Quote the entries below from the line with "Query: hillside" through the line with "The service SHOULD place a point on the orange", both ends included, and only those lines.

---+---

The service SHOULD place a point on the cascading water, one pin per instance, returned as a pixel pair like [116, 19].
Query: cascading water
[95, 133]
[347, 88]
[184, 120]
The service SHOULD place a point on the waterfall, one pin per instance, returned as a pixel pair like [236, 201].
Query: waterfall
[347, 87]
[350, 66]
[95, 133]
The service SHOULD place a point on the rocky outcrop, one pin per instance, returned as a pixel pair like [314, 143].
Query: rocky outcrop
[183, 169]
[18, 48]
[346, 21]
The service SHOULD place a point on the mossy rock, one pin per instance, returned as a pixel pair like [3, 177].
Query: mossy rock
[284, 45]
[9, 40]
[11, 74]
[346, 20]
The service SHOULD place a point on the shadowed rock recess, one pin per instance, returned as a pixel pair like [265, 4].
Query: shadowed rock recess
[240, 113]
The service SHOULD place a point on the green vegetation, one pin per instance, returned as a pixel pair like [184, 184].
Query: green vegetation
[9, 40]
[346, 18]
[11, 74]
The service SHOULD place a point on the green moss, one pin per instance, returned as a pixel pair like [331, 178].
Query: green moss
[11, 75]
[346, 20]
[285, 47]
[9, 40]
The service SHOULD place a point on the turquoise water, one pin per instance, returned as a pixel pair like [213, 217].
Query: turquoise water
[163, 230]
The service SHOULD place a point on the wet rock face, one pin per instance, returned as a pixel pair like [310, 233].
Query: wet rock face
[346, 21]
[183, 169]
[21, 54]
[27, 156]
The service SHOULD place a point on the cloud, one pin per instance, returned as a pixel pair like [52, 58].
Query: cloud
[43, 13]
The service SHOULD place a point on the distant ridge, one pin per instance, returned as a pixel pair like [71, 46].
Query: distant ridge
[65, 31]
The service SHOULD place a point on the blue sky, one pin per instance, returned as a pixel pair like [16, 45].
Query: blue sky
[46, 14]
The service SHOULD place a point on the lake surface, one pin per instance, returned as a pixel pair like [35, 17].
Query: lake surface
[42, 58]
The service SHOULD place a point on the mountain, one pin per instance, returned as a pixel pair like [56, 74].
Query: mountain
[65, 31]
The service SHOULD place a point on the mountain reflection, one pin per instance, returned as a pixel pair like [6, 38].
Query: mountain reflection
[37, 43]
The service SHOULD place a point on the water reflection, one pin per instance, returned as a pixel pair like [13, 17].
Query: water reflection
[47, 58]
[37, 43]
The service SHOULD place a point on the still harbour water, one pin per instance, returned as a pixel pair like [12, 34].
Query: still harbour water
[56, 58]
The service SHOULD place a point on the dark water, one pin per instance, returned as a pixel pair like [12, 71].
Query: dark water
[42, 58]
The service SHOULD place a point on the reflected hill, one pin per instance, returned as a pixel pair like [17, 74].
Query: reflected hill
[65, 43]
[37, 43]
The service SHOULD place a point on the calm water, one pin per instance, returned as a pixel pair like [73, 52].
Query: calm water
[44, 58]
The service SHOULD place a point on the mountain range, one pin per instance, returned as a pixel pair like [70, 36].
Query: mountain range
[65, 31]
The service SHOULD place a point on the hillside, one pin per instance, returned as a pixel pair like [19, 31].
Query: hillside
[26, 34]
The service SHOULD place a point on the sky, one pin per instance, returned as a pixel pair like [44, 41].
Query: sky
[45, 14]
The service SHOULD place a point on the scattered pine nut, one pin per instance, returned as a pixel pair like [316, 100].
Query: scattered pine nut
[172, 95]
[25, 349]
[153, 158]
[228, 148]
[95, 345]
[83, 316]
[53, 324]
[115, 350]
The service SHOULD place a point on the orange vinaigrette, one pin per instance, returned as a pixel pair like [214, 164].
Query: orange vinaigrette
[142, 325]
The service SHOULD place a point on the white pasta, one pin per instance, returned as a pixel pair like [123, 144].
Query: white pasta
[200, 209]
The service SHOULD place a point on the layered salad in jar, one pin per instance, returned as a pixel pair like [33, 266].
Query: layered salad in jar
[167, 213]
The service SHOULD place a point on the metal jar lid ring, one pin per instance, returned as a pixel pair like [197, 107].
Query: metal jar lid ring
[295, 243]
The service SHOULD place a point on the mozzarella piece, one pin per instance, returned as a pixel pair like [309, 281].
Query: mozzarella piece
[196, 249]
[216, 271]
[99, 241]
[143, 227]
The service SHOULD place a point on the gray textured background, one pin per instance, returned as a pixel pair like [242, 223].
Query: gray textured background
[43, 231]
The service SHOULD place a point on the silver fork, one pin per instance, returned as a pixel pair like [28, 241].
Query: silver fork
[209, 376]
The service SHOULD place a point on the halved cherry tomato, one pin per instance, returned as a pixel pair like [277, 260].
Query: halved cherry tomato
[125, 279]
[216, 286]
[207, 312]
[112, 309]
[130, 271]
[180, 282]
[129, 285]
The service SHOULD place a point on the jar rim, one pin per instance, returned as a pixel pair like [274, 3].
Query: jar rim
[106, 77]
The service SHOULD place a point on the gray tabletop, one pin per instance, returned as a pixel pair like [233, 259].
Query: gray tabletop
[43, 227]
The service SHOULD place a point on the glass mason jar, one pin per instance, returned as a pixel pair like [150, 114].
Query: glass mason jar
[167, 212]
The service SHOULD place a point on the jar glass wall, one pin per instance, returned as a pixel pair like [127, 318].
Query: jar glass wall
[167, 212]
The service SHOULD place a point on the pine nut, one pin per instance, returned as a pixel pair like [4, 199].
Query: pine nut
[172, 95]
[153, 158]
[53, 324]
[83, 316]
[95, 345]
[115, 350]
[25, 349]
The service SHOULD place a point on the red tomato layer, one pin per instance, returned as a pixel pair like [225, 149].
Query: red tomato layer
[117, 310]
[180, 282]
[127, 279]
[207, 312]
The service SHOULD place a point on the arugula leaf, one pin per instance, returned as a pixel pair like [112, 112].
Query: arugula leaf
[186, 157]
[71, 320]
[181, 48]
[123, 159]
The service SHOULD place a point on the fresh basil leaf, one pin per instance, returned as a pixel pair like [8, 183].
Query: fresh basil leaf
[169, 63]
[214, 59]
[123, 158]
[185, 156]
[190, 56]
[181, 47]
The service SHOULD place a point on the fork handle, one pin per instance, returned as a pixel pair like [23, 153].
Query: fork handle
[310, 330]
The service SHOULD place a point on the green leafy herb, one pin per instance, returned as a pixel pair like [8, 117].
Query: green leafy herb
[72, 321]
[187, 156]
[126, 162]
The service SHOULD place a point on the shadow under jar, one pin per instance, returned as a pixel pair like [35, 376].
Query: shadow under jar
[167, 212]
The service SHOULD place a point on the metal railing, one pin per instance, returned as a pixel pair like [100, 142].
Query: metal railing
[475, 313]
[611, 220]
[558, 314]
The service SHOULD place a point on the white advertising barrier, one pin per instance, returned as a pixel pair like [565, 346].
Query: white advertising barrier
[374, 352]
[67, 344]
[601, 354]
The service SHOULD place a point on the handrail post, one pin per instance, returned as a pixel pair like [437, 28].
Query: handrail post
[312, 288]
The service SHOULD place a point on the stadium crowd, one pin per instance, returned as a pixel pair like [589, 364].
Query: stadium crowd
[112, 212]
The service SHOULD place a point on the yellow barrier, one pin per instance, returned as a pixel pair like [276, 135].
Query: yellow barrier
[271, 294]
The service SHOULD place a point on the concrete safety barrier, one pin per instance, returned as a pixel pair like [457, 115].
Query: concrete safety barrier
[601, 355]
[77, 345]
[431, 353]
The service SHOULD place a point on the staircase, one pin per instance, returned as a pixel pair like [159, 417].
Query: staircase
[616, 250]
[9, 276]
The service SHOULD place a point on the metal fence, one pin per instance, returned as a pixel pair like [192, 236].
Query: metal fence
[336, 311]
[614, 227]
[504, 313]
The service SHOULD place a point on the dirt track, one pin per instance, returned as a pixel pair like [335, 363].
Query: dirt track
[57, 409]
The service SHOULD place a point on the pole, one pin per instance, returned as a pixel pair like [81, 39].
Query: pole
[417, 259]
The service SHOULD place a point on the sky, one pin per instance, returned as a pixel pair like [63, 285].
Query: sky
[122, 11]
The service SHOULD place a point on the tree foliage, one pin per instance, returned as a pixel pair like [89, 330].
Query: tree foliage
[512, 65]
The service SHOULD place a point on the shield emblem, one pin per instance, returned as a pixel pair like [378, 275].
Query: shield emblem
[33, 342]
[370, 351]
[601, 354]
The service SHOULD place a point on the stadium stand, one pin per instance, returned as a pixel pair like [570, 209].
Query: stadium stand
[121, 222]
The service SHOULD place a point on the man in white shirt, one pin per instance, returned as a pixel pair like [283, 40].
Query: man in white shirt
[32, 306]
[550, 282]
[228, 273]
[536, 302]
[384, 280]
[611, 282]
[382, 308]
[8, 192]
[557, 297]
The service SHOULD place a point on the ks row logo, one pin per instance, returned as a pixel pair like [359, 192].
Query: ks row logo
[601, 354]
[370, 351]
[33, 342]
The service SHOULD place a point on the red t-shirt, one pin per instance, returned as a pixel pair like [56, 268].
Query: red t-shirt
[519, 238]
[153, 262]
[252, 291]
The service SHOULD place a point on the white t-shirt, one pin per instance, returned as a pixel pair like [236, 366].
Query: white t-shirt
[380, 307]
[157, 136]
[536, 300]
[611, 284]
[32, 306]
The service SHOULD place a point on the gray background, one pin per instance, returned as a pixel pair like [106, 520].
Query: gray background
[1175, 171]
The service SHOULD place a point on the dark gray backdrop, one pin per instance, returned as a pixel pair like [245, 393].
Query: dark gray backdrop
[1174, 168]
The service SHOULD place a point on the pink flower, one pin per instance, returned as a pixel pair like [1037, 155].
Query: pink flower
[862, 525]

---+---

- **Worked solution**:
Query: hillside
[26, 34]
The service SHOULD place a point on the sky, one pin per instance, returned as a pixel pair like [44, 41].
Query: sky
[45, 14]
The service SHOULD place a point on the scattered pine nut, one pin per instance, returned as a pixel pair like [316, 100].
Query: scattered pine nut
[172, 95]
[25, 349]
[153, 158]
[228, 148]
[95, 345]
[83, 316]
[53, 324]
[115, 350]
The service SHOULD place a point on the orange vinaigrette, one pin per instance, returned as a pixel pair like [214, 164].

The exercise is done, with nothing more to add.